* [What to produce]
Reproduce all the lines below exactly and omit the images.

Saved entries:
^^^^
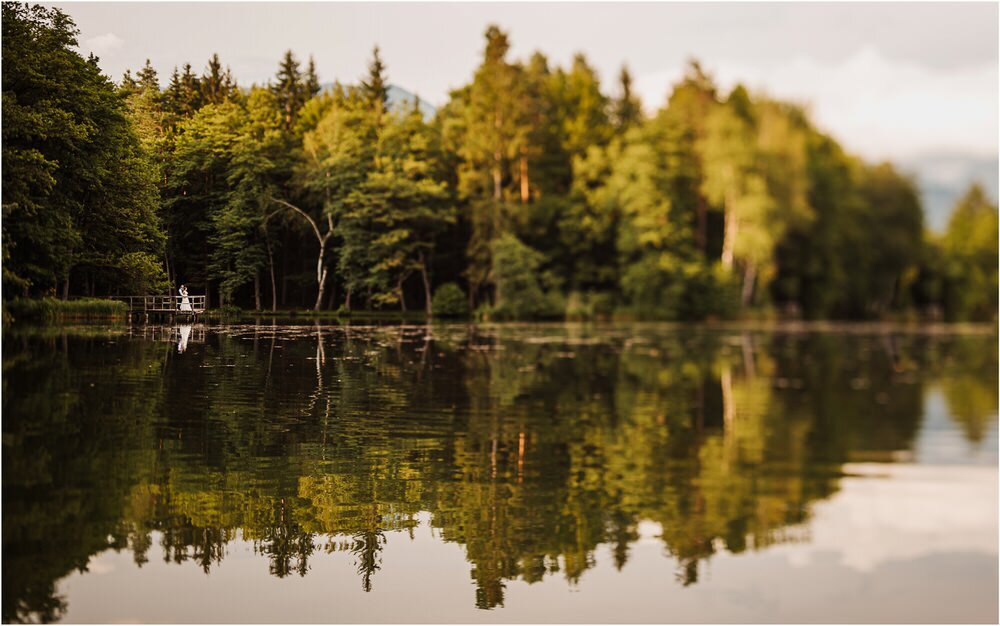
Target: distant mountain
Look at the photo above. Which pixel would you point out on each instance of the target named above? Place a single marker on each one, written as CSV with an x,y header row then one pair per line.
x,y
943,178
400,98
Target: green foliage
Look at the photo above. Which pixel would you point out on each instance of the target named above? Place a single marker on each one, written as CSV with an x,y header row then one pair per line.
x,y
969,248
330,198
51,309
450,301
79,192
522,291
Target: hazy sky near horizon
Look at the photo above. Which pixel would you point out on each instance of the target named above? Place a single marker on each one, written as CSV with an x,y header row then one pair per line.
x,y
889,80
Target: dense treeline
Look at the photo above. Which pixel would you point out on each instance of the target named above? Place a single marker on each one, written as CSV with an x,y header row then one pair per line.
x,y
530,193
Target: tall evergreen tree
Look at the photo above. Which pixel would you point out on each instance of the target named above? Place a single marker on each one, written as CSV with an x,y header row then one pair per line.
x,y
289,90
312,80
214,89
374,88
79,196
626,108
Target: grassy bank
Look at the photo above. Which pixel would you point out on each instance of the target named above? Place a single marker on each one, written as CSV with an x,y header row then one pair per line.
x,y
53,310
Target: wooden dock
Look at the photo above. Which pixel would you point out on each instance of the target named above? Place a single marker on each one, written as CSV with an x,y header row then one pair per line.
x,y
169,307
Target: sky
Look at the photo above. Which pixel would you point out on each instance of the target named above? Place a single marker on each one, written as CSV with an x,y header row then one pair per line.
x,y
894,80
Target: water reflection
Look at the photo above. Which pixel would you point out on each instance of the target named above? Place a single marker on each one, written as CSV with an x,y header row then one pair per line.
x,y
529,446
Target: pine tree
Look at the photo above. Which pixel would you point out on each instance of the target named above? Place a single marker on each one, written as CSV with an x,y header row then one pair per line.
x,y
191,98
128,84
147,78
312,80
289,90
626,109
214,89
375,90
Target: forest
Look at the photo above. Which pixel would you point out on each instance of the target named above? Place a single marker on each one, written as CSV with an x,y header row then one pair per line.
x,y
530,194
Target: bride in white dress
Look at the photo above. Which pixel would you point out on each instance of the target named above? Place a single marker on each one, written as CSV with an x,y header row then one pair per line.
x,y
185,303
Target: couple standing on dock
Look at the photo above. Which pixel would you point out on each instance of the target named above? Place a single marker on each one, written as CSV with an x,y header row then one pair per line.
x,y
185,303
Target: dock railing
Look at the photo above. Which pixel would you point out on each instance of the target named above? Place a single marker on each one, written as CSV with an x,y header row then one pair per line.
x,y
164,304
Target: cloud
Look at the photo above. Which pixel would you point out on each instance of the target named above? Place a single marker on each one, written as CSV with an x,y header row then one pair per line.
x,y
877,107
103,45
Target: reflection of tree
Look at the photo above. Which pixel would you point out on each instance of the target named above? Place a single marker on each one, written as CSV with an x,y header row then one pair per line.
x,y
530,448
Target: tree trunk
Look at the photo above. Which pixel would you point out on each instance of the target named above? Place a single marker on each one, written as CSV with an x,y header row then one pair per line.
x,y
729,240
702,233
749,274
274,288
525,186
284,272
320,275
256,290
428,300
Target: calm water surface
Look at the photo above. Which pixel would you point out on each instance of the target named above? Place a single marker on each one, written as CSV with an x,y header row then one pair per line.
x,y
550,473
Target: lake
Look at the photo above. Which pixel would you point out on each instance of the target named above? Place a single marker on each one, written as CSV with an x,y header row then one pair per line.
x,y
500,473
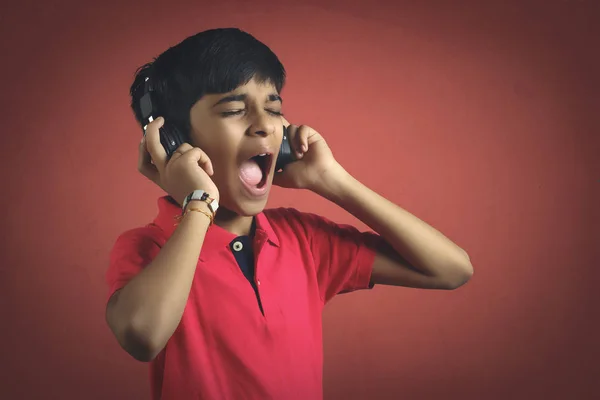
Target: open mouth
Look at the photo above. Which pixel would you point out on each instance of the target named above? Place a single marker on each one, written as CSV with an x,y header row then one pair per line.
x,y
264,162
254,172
^^^^
* [Solution to this task]
Target: distant mountain
Look at the photo above. Which pixel would you point out on each instance of the target named above? Place a single marker on each one, written as CSV with an x,y header row then one pair per line.
x,y
943,178
400,98
Target: green foliage
Look at the photo above. Which pixel would you point out on each instance of the target named above? Place a single marker on each one, written as CSV with an x,y header row then one pair per line.
x,y
969,248
330,198
51,309
450,301
79,192
522,291
Target: hazy sky near horizon
Look at the photo above. Which pixel would you point out on each instance of the target named above? Place a single marker on each one, written as CSV with an x,y header row then one pair per line.
x,y
889,80
Target: dense treeline
Look at the photo above. Which pixel would you point out on each instance of the target named above? Place a single marker on each one, written as CSV with an x,y header row then one pair per line.
x,y
530,193
Target: tall evergreen tree
Look at the photo above. Which pixel would you point out on each instance of the target named above? Place a single marker on each one, written as CSV with an x,y header row then one pair per line.
x,y
289,90
312,80
214,89
374,88
79,196
626,108
Target: grassy bank
Look at the photo above. Which pixel would you point out on each instance of the target named above? Place a single marker on each one, written as CSV with an x,y header row then one pair per line.
x,y
53,310
Target: wooden dock
Look at the photo above. Which pixel would you point out on each instance of the target named above? Place a single marker on each one, written as CSV with an x,y header row then one pair per line.
x,y
169,307
Target: sky
Look at the photo above. Which pixel would you point out on each instance of the target named above? Place a single marker on each one, written as CSV with an x,y header row then one pair per line.
x,y
894,80
Target: water reflection
Look at the photo above. Which pixel would you point out on each instance of the target named above? Place a single marker on each one, written as CSV with an x,y header row then one pair per line.
x,y
529,446
Target: pine tree
Look at the photo above. Which pixel would you point out on each instance of the target named above? Place a single marker on each one, written as CSV with an x,y header row then one pair per line.
x,y
191,98
128,84
147,78
312,80
289,90
626,109
214,89
375,90
Target: forest
Look at the photo above. Which pixel would you point out on each instance of the target named above? Place a single marker on each one, written as CSV with an x,y header row then one pair per line.
x,y
530,194
Target: bride in white dress
Look at the photo above. Which pixel would you point out on each instance of the target named above? Place a single marker on each one, written as CSV with an x,y header row then one pair per line.
x,y
185,303
Target: couple standing on dock
Look at the photo above. Which pixel would you point out on each instance of the target named above? Place a single marker on each one, written as CSV with an x,y header row then one pair per line.
x,y
185,303
Target: dock railing
Look at the photo above. Which pixel would you point out on each instance of the target named above? Place a single marker on each one, written as CSV with an x,y header row then one pair per line.
x,y
164,304
Target: cloud
Look at the photo above. Which pixel would you point out on each instance of the target named above? Place a single marker on each one, written as CSV with an x,y header row then one pair per line.
x,y
877,107
103,45
Target: reflection of tree
Look at the photo above. Which pixel would you point out on each instance of the target named above? Place a single marker on each one, written as CSV with an x,y header row then one pair per line.
x,y
530,448
Target: tree trunk
Look at the photo above. Which pixel would you point out on each instance of the target named above? Place a single marker on each one, written as CSV with an x,y header row then one pair per line.
x,y
729,240
702,233
749,274
274,288
525,186
284,272
320,275
256,290
428,300
Target: calm water surface
Look at the photo above. Which pixel would you point out on each instance of the target named above? Place a single marker on each one, written as CSV with an x,y header row then one pair per line.
x,y
550,473
Target: lake
Look at the photo above. Which pixel would you point out on each instance of the target named above? Place a single marker on each one, written as CSV with an x,y header row then one pair per line.
x,y
500,473
Target: open mouth
Look at the photo above. Which pixel would you point out on each instance of the target named above? Place a single marker on each one, written as CSV with an x,y header row then one pair per line.
x,y
264,162
254,172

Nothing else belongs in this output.